Friends for Sale has very minimal graphics, and no sounds to speak of. The presentation is mainly done through static screens that display your pets and their information, and actions like kicking or poking don’t have any animations. The user interface itself can feel a bit cluttered at times, but is functionally good. When first users start a game, they are given a tutorial which explains how to play the game, but it is a very short explanation that glosses over the basics: advanced users will probably find themselves asking questions at the forum to understand some of the concepts in the game.
The whole reason this game is special is its lasting appeal. The entire game uses your social graph, and this means that every activity in the game has a social component. Whether you’re getting your friend (who is your pet) to kick another friend of yours, or scanning the friend market to see who has the highest value, these actions all relate to your real social graph. This means that once you’ve made your first moves and had a week of fun with the game, you’ll likely get sucked back in when a friend of yours either makes you poke a frenemy of yours, or somebody sells you off at a price you object to. The whole game has this natural level of humor, because of the fun situations that real people get into, and this is what makes the game last.

-*-

WRITTEN PROBLEM 1 >> In the game review, what happens when new players start a game for the first time?
The entries below have no connection to the game review.

-*-

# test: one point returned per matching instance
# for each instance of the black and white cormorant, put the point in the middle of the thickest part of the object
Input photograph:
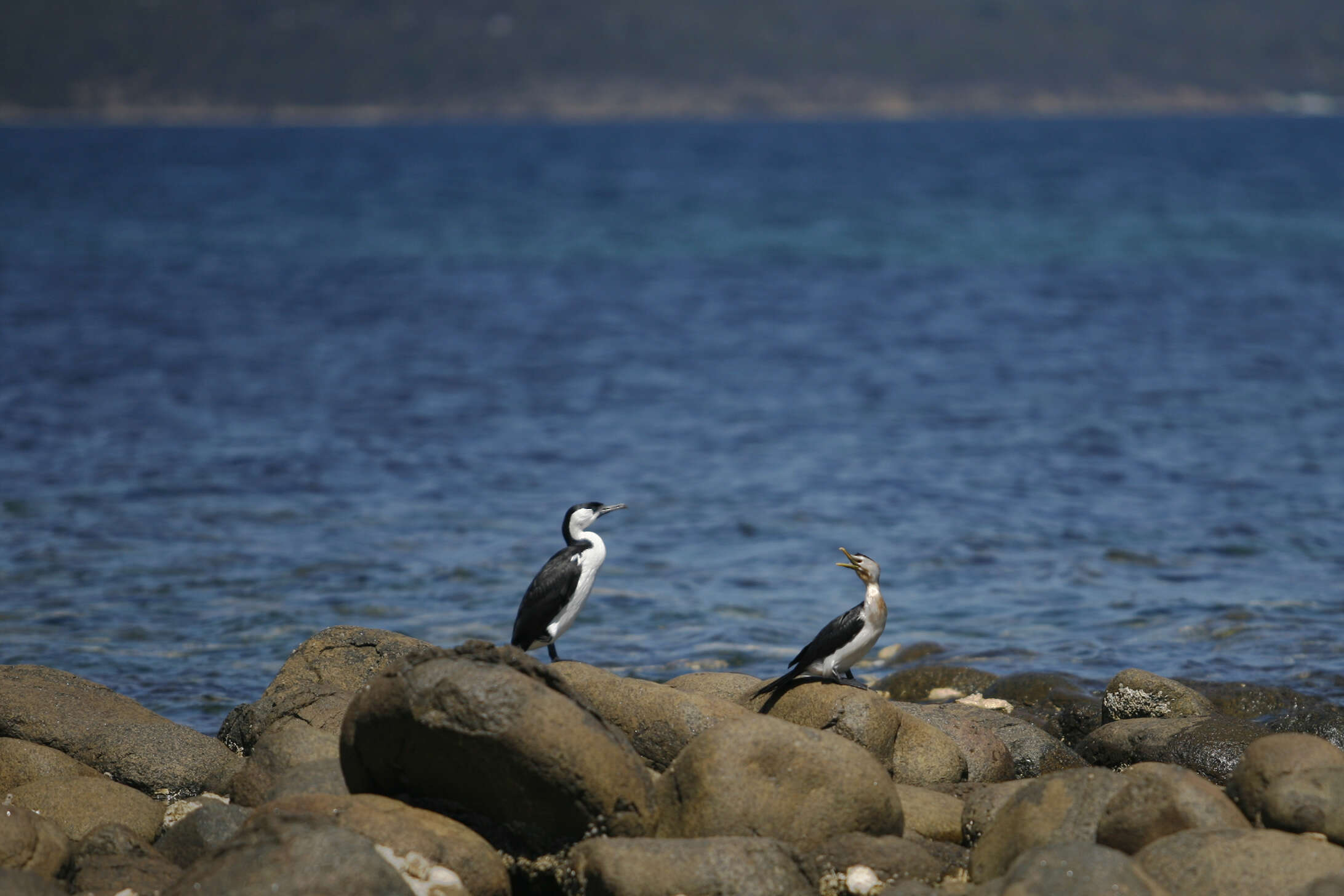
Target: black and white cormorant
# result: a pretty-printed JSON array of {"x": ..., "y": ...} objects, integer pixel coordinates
[
  {"x": 844, "y": 640},
  {"x": 559, "y": 590}
]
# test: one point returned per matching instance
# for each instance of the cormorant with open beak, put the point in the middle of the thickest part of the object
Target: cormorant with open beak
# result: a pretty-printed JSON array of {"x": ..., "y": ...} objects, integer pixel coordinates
[
  {"x": 561, "y": 588},
  {"x": 846, "y": 638}
]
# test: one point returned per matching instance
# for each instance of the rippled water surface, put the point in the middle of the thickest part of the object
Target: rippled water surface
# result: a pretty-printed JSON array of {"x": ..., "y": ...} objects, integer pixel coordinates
[{"x": 1077, "y": 386}]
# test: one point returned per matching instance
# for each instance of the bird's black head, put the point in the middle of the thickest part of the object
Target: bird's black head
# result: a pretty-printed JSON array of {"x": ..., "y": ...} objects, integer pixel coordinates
[{"x": 581, "y": 516}]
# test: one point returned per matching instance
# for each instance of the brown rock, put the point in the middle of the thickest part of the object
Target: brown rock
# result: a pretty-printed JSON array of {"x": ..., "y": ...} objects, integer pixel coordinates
[
  {"x": 1073, "y": 870},
  {"x": 298, "y": 856},
  {"x": 930, "y": 813},
  {"x": 405, "y": 829},
  {"x": 1270, "y": 758},
  {"x": 1159, "y": 799},
  {"x": 918, "y": 683},
  {"x": 1135, "y": 694},
  {"x": 112, "y": 860},
  {"x": 1306, "y": 801},
  {"x": 78, "y": 805},
  {"x": 22, "y": 762},
  {"x": 318, "y": 681},
  {"x": 1238, "y": 863},
  {"x": 31, "y": 842},
  {"x": 893, "y": 858},
  {"x": 498, "y": 734},
  {"x": 658, "y": 719},
  {"x": 863, "y": 716},
  {"x": 764, "y": 777},
  {"x": 111, "y": 732},
  {"x": 656, "y": 867},
  {"x": 1058, "y": 808}
]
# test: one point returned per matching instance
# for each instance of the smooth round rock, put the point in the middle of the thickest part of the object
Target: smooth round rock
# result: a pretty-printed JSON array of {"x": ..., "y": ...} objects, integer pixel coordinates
[{"x": 764, "y": 777}]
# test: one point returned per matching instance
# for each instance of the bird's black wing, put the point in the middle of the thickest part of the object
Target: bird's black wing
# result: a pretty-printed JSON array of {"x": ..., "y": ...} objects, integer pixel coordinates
[
  {"x": 545, "y": 598},
  {"x": 834, "y": 636}
]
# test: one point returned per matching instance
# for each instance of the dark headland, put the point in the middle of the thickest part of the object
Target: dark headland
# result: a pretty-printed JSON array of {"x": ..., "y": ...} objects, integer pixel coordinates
[{"x": 348, "y": 61}]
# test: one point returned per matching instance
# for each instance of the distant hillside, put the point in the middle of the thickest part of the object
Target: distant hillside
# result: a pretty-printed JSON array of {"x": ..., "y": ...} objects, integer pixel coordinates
[{"x": 600, "y": 57}]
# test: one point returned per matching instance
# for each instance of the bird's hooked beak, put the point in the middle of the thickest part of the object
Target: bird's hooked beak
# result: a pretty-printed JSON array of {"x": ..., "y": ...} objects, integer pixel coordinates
[{"x": 852, "y": 564}]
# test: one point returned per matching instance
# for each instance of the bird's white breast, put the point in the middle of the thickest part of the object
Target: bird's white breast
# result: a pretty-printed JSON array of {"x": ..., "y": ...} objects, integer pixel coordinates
[{"x": 590, "y": 562}]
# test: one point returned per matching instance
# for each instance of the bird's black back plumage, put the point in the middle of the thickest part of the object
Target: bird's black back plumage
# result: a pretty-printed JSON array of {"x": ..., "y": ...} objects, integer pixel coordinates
[
  {"x": 547, "y": 594},
  {"x": 834, "y": 636}
]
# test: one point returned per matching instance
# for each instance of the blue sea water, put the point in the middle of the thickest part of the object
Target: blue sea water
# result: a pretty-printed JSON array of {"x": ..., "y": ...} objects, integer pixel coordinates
[{"x": 1078, "y": 386}]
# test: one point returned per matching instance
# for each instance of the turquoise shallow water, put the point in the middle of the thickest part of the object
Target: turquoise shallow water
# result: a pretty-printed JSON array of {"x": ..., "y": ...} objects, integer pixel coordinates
[{"x": 1077, "y": 385}]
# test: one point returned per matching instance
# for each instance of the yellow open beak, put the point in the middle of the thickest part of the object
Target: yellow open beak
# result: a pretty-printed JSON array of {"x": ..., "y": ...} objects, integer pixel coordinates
[{"x": 852, "y": 564}]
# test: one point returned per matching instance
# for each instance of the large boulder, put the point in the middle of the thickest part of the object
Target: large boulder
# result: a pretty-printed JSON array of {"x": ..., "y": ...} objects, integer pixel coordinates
[
  {"x": 1238, "y": 863},
  {"x": 1135, "y": 694},
  {"x": 499, "y": 735},
  {"x": 1273, "y": 757},
  {"x": 318, "y": 681},
  {"x": 22, "y": 761},
  {"x": 764, "y": 777},
  {"x": 658, "y": 719},
  {"x": 1060, "y": 808},
  {"x": 404, "y": 829},
  {"x": 113, "y": 860},
  {"x": 893, "y": 860},
  {"x": 863, "y": 716},
  {"x": 82, "y": 804},
  {"x": 302, "y": 856},
  {"x": 111, "y": 732},
  {"x": 1207, "y": 745},
  {"x": 655, "y": 867},
  {"x": 33, "y": 842},
  {"x": 1159, "y": 799},
  {"x": 1073, "y": 870}
]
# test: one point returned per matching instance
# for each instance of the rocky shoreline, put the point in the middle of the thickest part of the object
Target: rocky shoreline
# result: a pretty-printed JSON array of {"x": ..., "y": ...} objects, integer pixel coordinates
[{"x": 377, "y": 763}]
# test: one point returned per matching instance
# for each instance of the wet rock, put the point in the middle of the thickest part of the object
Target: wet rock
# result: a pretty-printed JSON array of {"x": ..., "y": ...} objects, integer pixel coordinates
[
  {"x": 1034, "y": 753},
  {"x": 930, "y": 813},
  {"x": 983, "y": 802},
  {"x": 404, "y": 829},
  {"x": 658, "y": 719},
  {"x": 201, "y": 832},
  {"x": 764, "y": 777},
  {"x": 78, "y": 805},
  {"x": 31, "y": 842},
  {"x": 113, "y": 858},
  {"x": 1159, "y": 799},
  {"x": 1207, "y": 745},
  {"x": 1074, "y": 870},
  {"x": 1306, "y": 801},
  {"x": 287, "y": 746},
  {"x": 934, "y": 683},
  {"x": 1058, "y": 808},
  {"x": 498, "y": 734},
  {"x": 1135, "y": 694},
  {"x": 651, "y": 867},
  {"x": 318, "y": 681},
  {"x": 292, "y": 856},
  {"x": 924, "y": 755},
  {"x": 1323, "y": 722},
  {"x": 23, "y": 883},
  {"x": 892, "y": 858},
  {"x": 22, "y": 762},
  {"x": 111, "y": 732},
  {"x": 1238, "y": 863},
  {"x": 733, "y": 687},
  {"x": 863, "y": 716},
  {"x": 1270, "y": 758},
  {"x": 1245, "y": 700},
  {"x": 985, "y": 755}
]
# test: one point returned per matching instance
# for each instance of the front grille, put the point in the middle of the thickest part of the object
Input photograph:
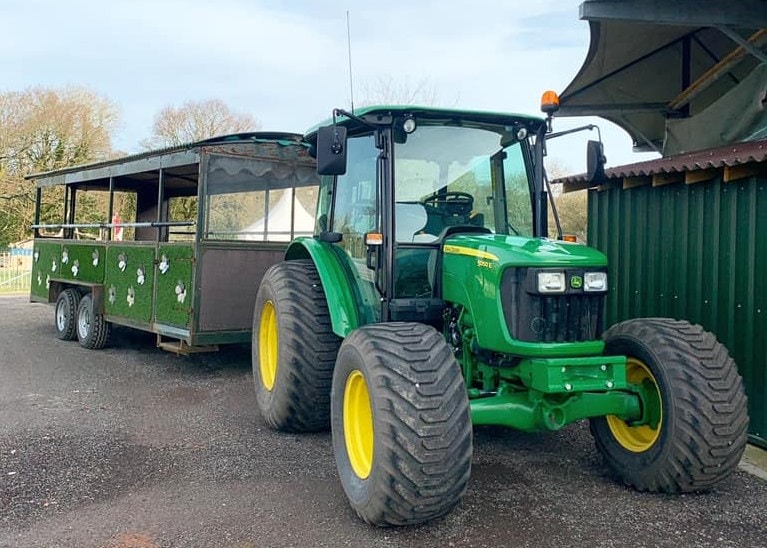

-*-

WRITTEN PROBLEM 2 >> Count the lines in the entries that contain the string "large", matching case exactly. Give only the number.

PROBLEM SOLUTION 1 >> They are given a short tutorial that explains how to play.

PROBLEM SOLUTION 2 >> 2